BRIEF -
In the listing below, take the stretch from the line that contains "The scan above contains the woman's face" through the line that contains "[256,107,342,288]" and render it as a numbered list, omitting blank lines.

RECORDS FOR PROCESSING -
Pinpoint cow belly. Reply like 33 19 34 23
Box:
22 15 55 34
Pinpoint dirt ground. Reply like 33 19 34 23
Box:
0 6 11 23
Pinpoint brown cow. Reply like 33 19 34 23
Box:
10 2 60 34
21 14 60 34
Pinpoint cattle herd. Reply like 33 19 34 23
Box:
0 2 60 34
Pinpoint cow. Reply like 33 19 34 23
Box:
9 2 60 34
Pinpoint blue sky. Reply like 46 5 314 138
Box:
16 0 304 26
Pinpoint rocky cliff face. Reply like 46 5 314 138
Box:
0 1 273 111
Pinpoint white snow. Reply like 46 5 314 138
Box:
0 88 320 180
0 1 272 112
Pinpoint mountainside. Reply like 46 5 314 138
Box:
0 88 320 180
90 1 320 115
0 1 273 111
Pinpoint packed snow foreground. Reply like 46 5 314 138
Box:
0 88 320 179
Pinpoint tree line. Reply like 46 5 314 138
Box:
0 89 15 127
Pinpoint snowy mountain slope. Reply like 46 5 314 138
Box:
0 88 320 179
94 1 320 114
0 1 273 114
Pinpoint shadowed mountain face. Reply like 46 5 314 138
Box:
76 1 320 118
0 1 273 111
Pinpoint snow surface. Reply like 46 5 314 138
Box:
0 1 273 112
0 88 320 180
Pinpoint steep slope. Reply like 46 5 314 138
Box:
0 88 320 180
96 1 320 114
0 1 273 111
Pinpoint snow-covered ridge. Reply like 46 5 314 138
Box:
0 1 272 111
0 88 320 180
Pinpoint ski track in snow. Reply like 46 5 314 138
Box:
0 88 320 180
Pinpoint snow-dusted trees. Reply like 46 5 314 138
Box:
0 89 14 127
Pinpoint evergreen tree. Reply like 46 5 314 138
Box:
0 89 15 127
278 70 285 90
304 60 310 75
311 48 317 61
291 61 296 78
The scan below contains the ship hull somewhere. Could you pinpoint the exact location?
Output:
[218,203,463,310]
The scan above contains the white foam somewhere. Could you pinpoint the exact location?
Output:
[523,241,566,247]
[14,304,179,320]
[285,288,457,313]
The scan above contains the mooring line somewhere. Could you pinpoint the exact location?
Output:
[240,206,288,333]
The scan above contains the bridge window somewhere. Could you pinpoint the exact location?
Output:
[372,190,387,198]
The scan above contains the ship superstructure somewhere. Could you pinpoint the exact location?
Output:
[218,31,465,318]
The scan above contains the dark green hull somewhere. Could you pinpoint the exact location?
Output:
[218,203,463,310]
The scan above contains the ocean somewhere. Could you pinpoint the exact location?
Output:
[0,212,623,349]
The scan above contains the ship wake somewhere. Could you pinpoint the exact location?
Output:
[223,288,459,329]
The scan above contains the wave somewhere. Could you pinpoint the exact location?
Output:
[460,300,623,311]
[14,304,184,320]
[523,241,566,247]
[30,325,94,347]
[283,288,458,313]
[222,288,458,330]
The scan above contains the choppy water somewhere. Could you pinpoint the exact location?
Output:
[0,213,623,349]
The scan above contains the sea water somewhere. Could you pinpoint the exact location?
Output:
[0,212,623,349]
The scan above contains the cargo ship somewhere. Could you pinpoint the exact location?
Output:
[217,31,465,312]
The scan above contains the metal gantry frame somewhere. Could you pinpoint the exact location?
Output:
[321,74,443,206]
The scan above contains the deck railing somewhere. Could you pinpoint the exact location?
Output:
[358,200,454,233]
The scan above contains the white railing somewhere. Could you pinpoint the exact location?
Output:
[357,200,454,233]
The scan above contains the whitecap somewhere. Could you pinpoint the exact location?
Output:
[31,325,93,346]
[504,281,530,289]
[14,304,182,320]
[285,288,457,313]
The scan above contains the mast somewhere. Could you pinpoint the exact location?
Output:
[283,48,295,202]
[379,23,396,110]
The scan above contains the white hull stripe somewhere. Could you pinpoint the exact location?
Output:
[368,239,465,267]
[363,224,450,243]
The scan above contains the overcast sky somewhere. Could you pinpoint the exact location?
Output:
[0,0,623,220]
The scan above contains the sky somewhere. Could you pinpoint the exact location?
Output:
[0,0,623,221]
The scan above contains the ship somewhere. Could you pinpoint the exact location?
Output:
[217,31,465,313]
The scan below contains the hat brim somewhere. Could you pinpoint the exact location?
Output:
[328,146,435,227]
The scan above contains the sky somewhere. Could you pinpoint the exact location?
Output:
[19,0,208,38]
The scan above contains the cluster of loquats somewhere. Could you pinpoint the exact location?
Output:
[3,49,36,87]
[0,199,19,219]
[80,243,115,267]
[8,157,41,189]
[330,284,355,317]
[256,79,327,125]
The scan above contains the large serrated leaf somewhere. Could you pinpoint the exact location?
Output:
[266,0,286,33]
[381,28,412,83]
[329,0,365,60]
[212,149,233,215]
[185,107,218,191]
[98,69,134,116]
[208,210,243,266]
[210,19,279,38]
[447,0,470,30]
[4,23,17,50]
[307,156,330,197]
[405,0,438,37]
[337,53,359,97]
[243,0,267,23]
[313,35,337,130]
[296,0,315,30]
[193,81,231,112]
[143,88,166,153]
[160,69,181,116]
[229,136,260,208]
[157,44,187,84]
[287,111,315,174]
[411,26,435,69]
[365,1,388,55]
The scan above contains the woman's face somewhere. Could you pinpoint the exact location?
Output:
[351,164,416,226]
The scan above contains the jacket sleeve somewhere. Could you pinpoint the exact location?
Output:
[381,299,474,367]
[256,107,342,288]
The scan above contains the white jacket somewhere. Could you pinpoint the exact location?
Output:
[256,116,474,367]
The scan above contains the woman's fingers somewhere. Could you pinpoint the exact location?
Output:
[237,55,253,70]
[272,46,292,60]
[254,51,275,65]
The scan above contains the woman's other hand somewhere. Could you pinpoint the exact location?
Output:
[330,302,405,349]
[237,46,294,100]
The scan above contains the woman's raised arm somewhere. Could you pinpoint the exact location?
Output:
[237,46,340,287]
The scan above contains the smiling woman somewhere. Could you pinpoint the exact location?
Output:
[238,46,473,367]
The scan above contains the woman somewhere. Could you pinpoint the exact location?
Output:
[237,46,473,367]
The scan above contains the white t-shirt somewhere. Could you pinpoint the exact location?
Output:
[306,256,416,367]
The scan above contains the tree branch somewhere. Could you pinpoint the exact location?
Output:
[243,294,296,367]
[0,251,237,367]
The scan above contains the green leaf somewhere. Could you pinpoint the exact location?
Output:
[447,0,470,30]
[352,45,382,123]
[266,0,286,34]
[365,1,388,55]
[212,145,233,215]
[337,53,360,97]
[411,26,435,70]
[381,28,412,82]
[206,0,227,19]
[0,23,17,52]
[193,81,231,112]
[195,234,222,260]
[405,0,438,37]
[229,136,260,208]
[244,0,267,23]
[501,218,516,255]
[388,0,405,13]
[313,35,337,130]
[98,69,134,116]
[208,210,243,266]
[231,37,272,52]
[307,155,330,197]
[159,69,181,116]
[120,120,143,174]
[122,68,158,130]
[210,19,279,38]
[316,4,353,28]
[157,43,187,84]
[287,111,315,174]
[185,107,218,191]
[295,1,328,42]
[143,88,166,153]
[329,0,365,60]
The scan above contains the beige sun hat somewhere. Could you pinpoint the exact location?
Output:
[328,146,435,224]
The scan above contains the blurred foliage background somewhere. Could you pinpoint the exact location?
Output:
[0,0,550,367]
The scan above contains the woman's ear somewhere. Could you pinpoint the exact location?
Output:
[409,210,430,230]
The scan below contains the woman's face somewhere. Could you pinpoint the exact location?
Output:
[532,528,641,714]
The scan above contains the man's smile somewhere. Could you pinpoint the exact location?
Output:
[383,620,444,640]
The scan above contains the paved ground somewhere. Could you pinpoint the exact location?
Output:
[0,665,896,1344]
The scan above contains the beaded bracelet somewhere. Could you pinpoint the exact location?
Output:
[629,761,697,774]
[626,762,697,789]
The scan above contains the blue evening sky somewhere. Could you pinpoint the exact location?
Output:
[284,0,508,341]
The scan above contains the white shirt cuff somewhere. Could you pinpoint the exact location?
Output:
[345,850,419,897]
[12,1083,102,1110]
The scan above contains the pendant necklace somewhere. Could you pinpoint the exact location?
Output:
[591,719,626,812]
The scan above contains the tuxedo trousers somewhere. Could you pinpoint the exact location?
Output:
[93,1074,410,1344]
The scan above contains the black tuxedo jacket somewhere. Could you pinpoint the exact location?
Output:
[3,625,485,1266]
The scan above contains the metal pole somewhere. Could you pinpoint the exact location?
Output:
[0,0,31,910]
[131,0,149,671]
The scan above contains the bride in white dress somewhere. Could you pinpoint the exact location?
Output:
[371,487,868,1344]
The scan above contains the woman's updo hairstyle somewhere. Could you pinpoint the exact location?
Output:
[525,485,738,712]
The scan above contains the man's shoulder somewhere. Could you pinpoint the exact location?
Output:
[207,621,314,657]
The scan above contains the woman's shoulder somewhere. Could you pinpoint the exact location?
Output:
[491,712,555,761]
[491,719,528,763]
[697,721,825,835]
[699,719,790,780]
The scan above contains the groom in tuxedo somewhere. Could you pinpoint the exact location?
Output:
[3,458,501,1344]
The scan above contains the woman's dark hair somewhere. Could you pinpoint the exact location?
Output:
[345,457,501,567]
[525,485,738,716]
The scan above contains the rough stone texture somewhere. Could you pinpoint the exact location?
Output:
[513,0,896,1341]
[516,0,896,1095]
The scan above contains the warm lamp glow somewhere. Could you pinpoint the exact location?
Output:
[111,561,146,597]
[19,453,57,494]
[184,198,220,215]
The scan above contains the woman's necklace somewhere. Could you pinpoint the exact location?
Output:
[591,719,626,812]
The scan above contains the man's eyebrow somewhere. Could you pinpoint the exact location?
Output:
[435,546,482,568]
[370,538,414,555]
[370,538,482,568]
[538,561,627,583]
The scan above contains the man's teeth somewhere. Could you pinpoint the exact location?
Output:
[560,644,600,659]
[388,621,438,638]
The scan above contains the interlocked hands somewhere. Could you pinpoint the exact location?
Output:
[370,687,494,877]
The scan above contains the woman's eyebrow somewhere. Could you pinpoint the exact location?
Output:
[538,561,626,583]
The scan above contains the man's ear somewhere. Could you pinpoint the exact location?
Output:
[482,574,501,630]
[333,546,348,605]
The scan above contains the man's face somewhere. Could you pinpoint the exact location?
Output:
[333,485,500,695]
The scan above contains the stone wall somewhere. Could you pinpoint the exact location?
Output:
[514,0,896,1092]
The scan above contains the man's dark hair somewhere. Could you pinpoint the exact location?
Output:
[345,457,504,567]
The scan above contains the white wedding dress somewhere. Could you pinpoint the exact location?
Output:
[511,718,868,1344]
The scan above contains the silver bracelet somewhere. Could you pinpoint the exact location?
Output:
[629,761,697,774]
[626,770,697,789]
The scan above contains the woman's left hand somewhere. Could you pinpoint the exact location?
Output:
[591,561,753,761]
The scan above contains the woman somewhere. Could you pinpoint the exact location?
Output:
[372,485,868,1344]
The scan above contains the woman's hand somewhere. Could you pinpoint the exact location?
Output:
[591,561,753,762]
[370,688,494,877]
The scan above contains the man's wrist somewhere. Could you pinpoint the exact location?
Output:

FULL OUTPUT -
1. The scan above contains the woman's face somewhere. Could you pinpoint the exact location?
2. Output:
3. [351,164,416,226]
4. The scan above contains the jacket sleeve somewhere. Could you pinpoint the exact location?
5. Output:
6. [381,299,474,367]
7. [256,107,342,288]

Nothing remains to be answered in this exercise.